Arrange every line of the listing below as a Markdown table with two columns, Row and Text, where Row numbers each line in order and Text holds the line itself. Leave out any blank lines.

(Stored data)
>> START
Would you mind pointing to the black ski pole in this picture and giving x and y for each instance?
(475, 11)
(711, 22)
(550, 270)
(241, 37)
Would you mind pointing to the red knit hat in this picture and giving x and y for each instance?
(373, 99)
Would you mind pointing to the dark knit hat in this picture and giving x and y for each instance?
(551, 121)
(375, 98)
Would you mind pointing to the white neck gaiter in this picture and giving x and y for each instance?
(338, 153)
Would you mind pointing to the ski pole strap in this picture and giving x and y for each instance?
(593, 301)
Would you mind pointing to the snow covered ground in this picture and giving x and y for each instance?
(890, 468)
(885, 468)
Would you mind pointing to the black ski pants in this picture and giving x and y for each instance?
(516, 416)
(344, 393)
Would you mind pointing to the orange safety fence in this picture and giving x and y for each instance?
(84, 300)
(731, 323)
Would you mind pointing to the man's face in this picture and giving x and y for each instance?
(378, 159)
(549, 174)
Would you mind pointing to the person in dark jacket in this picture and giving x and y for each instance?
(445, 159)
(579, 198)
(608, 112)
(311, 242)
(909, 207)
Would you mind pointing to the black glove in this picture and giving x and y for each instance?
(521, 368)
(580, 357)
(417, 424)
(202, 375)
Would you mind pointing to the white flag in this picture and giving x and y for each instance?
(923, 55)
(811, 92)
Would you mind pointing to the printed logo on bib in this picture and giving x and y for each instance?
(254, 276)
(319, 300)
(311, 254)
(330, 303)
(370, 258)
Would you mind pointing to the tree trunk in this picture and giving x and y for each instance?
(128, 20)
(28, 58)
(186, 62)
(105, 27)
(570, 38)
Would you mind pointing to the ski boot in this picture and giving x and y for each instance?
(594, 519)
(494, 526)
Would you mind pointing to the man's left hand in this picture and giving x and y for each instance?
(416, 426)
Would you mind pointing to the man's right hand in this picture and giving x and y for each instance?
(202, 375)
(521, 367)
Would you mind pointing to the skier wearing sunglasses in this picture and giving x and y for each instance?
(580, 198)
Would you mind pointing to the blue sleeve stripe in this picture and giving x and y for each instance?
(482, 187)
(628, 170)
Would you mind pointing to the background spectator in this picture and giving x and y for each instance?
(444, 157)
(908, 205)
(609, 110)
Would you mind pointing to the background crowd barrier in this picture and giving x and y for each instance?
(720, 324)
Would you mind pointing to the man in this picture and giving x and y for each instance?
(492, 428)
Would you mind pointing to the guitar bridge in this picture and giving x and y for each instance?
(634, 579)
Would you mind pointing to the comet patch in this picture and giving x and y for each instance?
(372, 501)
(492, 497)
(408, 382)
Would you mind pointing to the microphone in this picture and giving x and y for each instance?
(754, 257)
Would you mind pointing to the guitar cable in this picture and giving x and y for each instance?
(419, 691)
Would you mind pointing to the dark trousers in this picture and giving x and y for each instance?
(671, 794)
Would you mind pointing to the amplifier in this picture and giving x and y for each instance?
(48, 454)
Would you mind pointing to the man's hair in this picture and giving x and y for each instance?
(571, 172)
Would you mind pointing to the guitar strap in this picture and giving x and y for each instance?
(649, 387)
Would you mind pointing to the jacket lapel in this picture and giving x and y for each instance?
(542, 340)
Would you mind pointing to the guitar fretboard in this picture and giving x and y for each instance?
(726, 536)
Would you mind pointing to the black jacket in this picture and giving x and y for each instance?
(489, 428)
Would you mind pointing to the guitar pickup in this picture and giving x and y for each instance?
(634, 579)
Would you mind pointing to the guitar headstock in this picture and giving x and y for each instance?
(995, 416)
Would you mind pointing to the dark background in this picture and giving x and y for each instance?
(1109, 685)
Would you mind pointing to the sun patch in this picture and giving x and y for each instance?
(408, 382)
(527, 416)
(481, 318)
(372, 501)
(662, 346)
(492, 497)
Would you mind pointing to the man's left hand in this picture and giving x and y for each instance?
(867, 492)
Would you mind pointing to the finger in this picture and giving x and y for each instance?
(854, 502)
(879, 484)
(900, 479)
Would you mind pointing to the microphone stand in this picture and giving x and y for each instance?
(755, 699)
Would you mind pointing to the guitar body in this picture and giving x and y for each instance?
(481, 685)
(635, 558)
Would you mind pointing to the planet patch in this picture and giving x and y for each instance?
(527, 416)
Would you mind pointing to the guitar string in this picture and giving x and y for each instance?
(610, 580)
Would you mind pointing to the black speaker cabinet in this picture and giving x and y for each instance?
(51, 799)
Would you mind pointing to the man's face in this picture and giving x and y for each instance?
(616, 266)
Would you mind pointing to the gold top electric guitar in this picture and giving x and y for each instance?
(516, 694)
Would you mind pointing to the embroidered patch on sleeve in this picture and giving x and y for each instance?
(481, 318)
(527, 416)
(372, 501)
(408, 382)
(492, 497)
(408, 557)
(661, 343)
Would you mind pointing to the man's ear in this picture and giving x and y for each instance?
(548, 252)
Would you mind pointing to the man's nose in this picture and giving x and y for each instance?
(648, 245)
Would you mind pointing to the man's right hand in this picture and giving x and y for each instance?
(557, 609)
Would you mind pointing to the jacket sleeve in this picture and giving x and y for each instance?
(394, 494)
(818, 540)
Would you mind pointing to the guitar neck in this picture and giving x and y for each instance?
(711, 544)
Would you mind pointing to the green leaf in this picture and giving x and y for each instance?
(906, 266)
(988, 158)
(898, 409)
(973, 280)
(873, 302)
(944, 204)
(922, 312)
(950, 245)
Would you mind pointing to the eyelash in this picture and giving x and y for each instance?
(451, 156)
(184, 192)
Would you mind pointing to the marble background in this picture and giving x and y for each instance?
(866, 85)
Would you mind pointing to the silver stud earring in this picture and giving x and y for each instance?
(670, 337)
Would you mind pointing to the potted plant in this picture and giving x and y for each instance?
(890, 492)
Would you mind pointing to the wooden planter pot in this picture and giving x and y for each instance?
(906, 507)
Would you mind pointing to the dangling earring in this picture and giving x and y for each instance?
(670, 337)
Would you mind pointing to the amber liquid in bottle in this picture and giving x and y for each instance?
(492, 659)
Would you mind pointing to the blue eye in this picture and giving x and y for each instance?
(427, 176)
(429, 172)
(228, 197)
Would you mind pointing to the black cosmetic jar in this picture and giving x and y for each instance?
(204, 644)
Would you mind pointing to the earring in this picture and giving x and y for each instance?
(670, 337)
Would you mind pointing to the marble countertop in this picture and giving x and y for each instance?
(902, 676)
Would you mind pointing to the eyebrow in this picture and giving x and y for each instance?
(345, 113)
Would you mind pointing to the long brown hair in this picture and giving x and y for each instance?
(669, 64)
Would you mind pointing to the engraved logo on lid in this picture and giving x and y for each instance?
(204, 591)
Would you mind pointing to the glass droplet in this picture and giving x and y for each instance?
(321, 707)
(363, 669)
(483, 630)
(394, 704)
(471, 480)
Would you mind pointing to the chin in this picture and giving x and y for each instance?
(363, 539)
>> END
*Answer below*:
| Row | Text |
|---|---|
| 1 | Would you mind pointing to the black ski pole in this picture and giving x and y for each instance? |
| 2 | (475, 11) |
| 3 | (711, 22) |
| 4 | (550, 270) |
| 5 | (241, 37) |
| 6 | Would you mind pointing to the red knit hat in this picture and giving x and y for each instance? |
| 7 | (373, 99) |
| 8 | Would you mind pointing to the dark knit hat in this picture and giving x and y for each instance? |
| 9 | (551, 121) |
| 10 | (375, 98) |
| 11 | Would you mind pointing to the white neck gaiter in this picture and giving x and y for each instance? |
| 12 | (338, 153) |
| 13 | Would you mind pointing to the ski pole strap in this picture and giving x and y for each instance? |
| 14 | (593, 301) |
| 15 | Would you mind pointing to the snow covered ground in this picture and giving x and y for each instance? |
| 16 | (890, 468) |
| 17 | (885, 468) |
| 18 | Would you mind pointing to the black ski pants in this picture and giving x and y for each instance? |
| 19 | (516, 416) |
| 20 | (344, 393) |
| 21 | Would you mind pointing to the orange safety fence in this picture and giving x and y for each instance? |
| 22 | (84, 300) |
| 23 | (731, 323) |
| 24 | Would you mind pointing to the man's face in this picture and giving x and y for each instance? |
| 25 | (378, 159) |
| 26 | (549, 174) |
| 27 | Would you mind pointing to the person in dark jacket in this picture and giving x and y for each instance? |
| 28 | (445, 159) |
| 29 | (579, 198) |
| 30 | (608, 112) |
| 31 | (311, 242) |
| 32 | (909, 207) |
| 33 | Would you mind pointing to the black glove in this picture and giving x and y for each instance? |
| 34 | (521, 368) |
| 35 | (580, 357) |
| 36 | (417, 424) |
| 37 | (202, 375) |
| 38 | Would you mind pointing to the white flag in this picture and giving x and y for each instance? |
| 39 | (923, 55) |
| 40 | (811, 92) |
| 41 | Would you mind pointing to the printed logo on bib in this picture and giving x and y for each instance? |
| 42 | (254, 276) |
| 43 | (319, 300) |
| 44 | (311, 254) |
| 45 | (330, 303) |
| 46 | (370, 258) |
| 47 | Would you mind pointing to the tree trunk in this picture and giving x and y for each instance? |
| 48 | (128, 20) |
| 49 | (28, 58) |
| 50 | (186, 62) |
| 51 | (105, 27) |
| 52 | (570, 38) |
| 53 | Would you mind pointing to the ski boot in this picture and giving x and y for each instance? |
| 54 | (594, 519) |
| 55 | (494, 526) |
| 56 | Would you mind pointing to the man's left hand in this picture and giving x and y for each instance? |
| 57 | (416, 426) |
| 58 | Would you mind pointing to the man's right hand in this picture and giving x and y for each instance? |
| 59 | (202, 375) |
| 60 | (521, 367) |
| 61 | Would you mind pointing to the skier wearing sunglasses in this picture and giving x and y for each instance? |
| 62 | (580, 198) |
| 63 | Would you mind pointing to the blue sleeve stripe in this picture and giving x and y for each instance? |
| 64 | (482, 187) |
| 65 | (628, 170) |
| 66 | Would you mind pointing to the background spectator in this picture and giving x and y for each instance? |
| 67 | (444, 157) |
| 68 | (908, 205) |
| 69 | (609, 110) |
| 70 | Would you mind pointing to the background crowd barrier in this picture and giving x and y for each instance? |
| 71 | (720, 324) |
| 72 | Would you mind pointing to the man in this picture and giving x and y for each instance? |
| 73 | (492, 428) |
| 74 | Would you mind pointing to the guitar bridge in this picture and giving x and y for each instance? |
| 75 | (634, 579) |
| 76 | Would you mind pointing to the comet patch in this picture and giving x and y for each instance? |
| 77 | (372, 501) |
| 78 | (492, 497) |
| 79 | (408, 382) |
| 80 | Would you mind pointing to the microphone in this picture and giving x and y for each instance? |
| 81 | (754, 257) |
| 82 | Would you mind pointing to the guitar cable in this picture and giving x and y for each instance? |
| 83 | (419, 691) |
| 84 | Would you mind pointing to the dark trousers in this picture and giving x and y for each instance? |
| 85 | (671, 794) |
| 86 | Would you mind pointing to the amplifier in this picture and giving x and y for each instance? |
| 87 | (48, 454) |
| 88 | Would you mind pointing to the man's hair in this picture and giving x and y for each instance? |
| 89 | (571, 172) |
| 90 | Would you mind pointing to the guitar strap in this picture and giving x and y for each instance? |
| 91 | (649, 387) |
| 92 | Would you mind pointing to the jacket lapel in this picture and giving x and y for each instance? |
| 93 | (542, 340) |
| 94 | Would you mind pointing to the guitar fretboard in this picture and giving x and y for each instance? |
| 95 | (726, 536) |
| 96 | Would you mind pointing to the black jacket in this picture and giving x and y for each instance? |
| 97 | (489, 428) |
| 98 | Would you mind pointing to the guitar pickup in this picture and giving x and y for each instance? |
| 99 | (634, 579) |
| 100 | Would you mind pointing to the guitar headstock in this picture and giving x and y for each instance? |
| 101 | (995, 416) |
| 102 | Would you mind pointing to the dark background in this picture and giving x and y for each instance? |
| 103 | (1109, 685) |
| 104 | Would you mind pointing to the sun patch in this picture and giving x and y for each instance? |
| 105 | (408, 382) |
| 106 | (527, 416) |
| 107 | (481, 318) |
| 108 | (372, 501) |
| 109 | (662, 346) |
| 110 | (492, 497) |
| 111 | Would you mind pointing to the man's left hand in this picture and giving x and y for each instance? |
| 112 | (867, 492) |
| 113 | Would you mind pointing to the finger in this picture and giving x and y for each instance? |
| 114 | (854, 502) |
| 115 | (879, 484) |
| 116 | (900, 479) |
| 117 | Would you mind pointing to the microphone stand in this picture and giving x and y for each instance? |
| 118 | (755, 699) |
| 119 | Would you mind pointing to the guitar body in this picture and giving x and y for each instance? |
| 120 | (481, 685) |
| 121 | (635, 558) |
| 122 | Would you mind pointing to the planet patch in this picture and giving x and y for each instance? |
| 123 | (527, 416) |
| 124 | Would you mind pointing to the guitar string in this picture and giving x and y for each instance? |
| 125 | (610, 580) |
| 126 | Would you mind pointing to the black speaker cabinet in this picture and giving x and y for each instance? |
| 127 | (51, 799) |
| 128 | Would you mind pointing to the man's face in this picture and giving x and y for each instance? |
| 129 | (616, 266) |
| 130 | Would you mind pointing to the gold top electric guitar in this picture and giving x and y for each instance? |
| 131 | (516, 694) |
| 132 | Would you mind pointing to the embroidered patch on sleeve in this picture and giving x and y for each instance? |
| 133 | (481, 318) |
| 134 | (527, 416) |
| 135 | (372, 501) |
| 136 | (408, 382) |
| 137 | (492, 497) |
| 138 | (408, 557) |
| 139 | (661, 343) |
| 140 | Would you mind pointing to the man's ear in this picture and giving x and y for each instance? |
| 141 | (548, 252) |
| 142 | Would you mind pointing to the man's nose in this picture and giving x and y for each instance? |
| 143 | (648, 245) |
| 144 | Would you mind pointing to the man's right hand in this picture and giving x and y for each instance? |
| 145 | (557, 609) |
| 146 | Would you mind pointing to the jacket sleeve in this picture and giving x and y for each instance? |
| 147 | (394, 494) |
| 148 | (818, 540) |
| 149 | Would you mind pointing to the guitar neck in this picture and giving x and y for each instance? |
| 150 | (711, 544) |
| 151 | Would you mind pointing to the green leaf in this picture and giving x and y for each instance? |
| 152 | (906, 266) |
| 153 | (988, 158) |
| 154 | (898, 409) |
| 155 | (973, 280) |
| 156 | (873, 302) |
| 157 | (944, 204) |
| 158 | (922, 312) |
| 159 | (950, 245) |
| 160 | Would you mind pointing to the eyelash in this picture and giving x and y for each instance? |
| 161 | (451, 156) |
| 162 | (184, 192) |
| 163 | Would you mind pointing to the marble background in this picture and giving x and y for each instance? |
| 164 | (866, 85) |
| 165 | Would you mind pointing to the silver stud earring in this picture and giving x and y for each instance? |
| 166 | (670, 337) |
| 167 | Would you mind pointing to the potted plant in this picture and giving x and y for each instance? |
| 168 | (890, 492) |
| 169 | Would you mind pointing to the wooden planter pot in this picture and giving x and y for each instance? |
| 170 | (906, 507) |
| 171 | Would you mind pointing to the dangling earring in this picture and giving x and y for each instance? |
| 172 | (670, 337) |
| 173 | Would you mind pointing to the amber liquid in bottle in this picture and giving x and y for each instance? |
| 174 | (492, 659) |
| 175 | Would you mind pointing to the blue eye in this picture and giving x and y for each instance? |
| 176 | (427, 176) |
| 177 | (429, 172) |
| 178 | (228, 197) |
| 179 | Would you mind pointing to the black cosmetic jar in this picture and giving x and y for each instance? |
| 180 | (204, 644) |
| 181 | Would you mind pointing to the earring in this picture and giving x and y for each instance? |
| 182 | (670, 337) |
| 183 | Would you mind pointing to the marble countertop in this picture and giving x and y for each instance? |
| 184 | (902, 676) |
| 185 | Would you mind pointing to the eyebrow in this picture and giving x and y for each instance? |
| 186 | (345, 113) |
| 187 | Would you mind pointing to the long brown hair in this picture and giving x and y for each instance? |
| 188 | (669, 64) |
| 189 | Would you mind pointing to the engraved logo on lid in this picture and giving x and y for each instance? |
| 190 | (204, 591) |
| 191 | Would you mind pointing to the glass droplet in this picture and giving x and y for each instance? |
| 192 | (321, 707) |
| 193 | (363, 669) |
| 194 | (483, 630) |
| 195 | (394, 704) |
| 196 | (471, 480) |
| 197 | Would you mind pointing to the chin in this picture and giving x and y for each instance? |
| 198 | (363, 539) |